Mercer Wealth, which globally has $160 billion in AUM, plans to boost its AUM in the region to $2-$3bn in the next 2-3 years from the present $1bn, said Yasir AbuShaban, a Dubai-based principal with Mercer Wealth.

Within the next two to three years, we are looking at reaching $2 to $3 billion as a conservative estimate and we do see an opportunity to do so,” said Mr AbuShaban.

Mercer does not directly make investments, but allocates clients’ money they have discretion to, to professional asset managers. They also provide advice to clients.

“We have buying power. We can negotiate on their (client’s) behalf with asset managers to provide them lower fees than they otherwise would have to get on their own,” he added.

Mercer Wealth’s clients include sovereign wealth funds, family offices, and insurance companies among others.

From its office in Dubai, Mercer also looks after Africa, India and Turkey, where they also see opportunity for growth.

Wealth creation in Middle East and Africa (MEA) grew 8.5 per cent to $8.1 trillion last year from $7.5tn in 2015, higher than last year’s global average of 6 per cent and the second-highest growth in a region after Asia-Pacific which grew 9.9 per cent, according to consultancy Boston Consulting Group (BCG). In the region, where wealth grew just 1.9 per cent in 2015 compared with 2014, a pickup in oil prices has helped in wealth generation.

BCG is forecasting MEA wealth will rise to $12tn by 2021, growing at an annual average of 8 per cent.

Drivers of wealth generation in the region will be split evenly between new wealth creation and growth of performance of existing assets, according to BCG.

Another general trend in the region is clients’ looking for a comprehensive approach to investing, according to Mr AbuShaban.

• [Objective A]:
Using the Mercer Wealth excerpt, decide whether each statement agrees with it, answering yes or no and quoting the deciding words: (i) Mercer Wealth invests its clients' money directly. (ii) Mercer's Dubai office also covers Africa, India and Turkey. (iii) BCG forecasts that MEA wealth will reach $12tn by 2021.
The text and the records come from unrelated sources.

• [Items]:
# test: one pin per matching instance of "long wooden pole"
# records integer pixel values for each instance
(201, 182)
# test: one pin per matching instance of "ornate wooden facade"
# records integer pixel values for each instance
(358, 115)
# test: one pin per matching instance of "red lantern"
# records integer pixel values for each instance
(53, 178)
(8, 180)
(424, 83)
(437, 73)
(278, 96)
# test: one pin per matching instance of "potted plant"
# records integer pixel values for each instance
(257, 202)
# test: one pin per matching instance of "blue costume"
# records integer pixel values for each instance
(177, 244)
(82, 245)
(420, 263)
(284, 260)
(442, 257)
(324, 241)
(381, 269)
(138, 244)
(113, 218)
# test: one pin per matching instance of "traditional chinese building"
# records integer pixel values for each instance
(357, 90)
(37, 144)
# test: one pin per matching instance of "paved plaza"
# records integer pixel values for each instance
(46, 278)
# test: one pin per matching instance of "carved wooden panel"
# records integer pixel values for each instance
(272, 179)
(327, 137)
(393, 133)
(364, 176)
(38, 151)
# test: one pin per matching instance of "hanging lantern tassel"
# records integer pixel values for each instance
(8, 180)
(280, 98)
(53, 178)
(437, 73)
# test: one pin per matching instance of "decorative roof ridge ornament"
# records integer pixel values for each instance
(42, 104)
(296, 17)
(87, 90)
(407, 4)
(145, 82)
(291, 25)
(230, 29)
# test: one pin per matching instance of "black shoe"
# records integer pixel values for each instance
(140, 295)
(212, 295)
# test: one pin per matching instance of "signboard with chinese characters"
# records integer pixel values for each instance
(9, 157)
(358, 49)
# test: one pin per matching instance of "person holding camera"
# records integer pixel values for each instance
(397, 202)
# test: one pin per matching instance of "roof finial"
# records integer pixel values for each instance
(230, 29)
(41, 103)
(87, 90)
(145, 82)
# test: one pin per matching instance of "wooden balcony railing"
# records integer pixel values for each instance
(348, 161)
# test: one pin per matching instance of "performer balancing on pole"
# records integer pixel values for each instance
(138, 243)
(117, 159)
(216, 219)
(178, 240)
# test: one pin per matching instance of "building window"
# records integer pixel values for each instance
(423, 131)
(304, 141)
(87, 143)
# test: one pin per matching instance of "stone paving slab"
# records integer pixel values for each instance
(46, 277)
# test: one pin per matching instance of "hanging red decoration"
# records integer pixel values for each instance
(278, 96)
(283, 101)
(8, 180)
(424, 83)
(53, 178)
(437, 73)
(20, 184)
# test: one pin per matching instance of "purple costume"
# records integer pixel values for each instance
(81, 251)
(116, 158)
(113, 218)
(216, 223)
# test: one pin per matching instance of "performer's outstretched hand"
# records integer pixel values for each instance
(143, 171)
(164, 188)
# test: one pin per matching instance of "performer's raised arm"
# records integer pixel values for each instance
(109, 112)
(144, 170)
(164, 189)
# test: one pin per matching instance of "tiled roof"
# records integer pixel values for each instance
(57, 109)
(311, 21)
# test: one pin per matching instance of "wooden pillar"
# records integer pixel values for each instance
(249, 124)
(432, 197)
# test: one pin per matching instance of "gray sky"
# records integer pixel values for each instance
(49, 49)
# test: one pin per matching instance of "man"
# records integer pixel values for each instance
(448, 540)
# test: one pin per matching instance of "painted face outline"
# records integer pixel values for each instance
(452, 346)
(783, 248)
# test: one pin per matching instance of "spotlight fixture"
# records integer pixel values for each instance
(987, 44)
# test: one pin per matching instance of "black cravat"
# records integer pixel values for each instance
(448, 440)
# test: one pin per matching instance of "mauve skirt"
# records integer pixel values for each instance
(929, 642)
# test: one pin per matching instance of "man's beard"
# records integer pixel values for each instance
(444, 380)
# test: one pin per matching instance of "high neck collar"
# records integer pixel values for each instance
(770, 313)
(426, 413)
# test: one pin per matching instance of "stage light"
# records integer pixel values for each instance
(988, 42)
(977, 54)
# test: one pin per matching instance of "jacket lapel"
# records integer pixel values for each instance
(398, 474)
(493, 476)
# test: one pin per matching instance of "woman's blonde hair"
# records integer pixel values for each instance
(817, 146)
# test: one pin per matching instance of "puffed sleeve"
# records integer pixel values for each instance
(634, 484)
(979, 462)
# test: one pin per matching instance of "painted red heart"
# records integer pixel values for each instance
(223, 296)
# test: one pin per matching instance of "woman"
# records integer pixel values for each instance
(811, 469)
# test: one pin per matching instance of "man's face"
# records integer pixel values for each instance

• [Objective B]:
Tally the lines of the records that contain the string "black" and report only that number.

• [Response A]:
(i) No: "Mercer does not directly make investments"
(ii) Yes: "From its office in Dubai, Mercer also looks after Africa, India and Turkey"
(iii) Yes: "BCG is forecasting MEA wealth will rise to $12tn by 2021"

• [Response B]:
2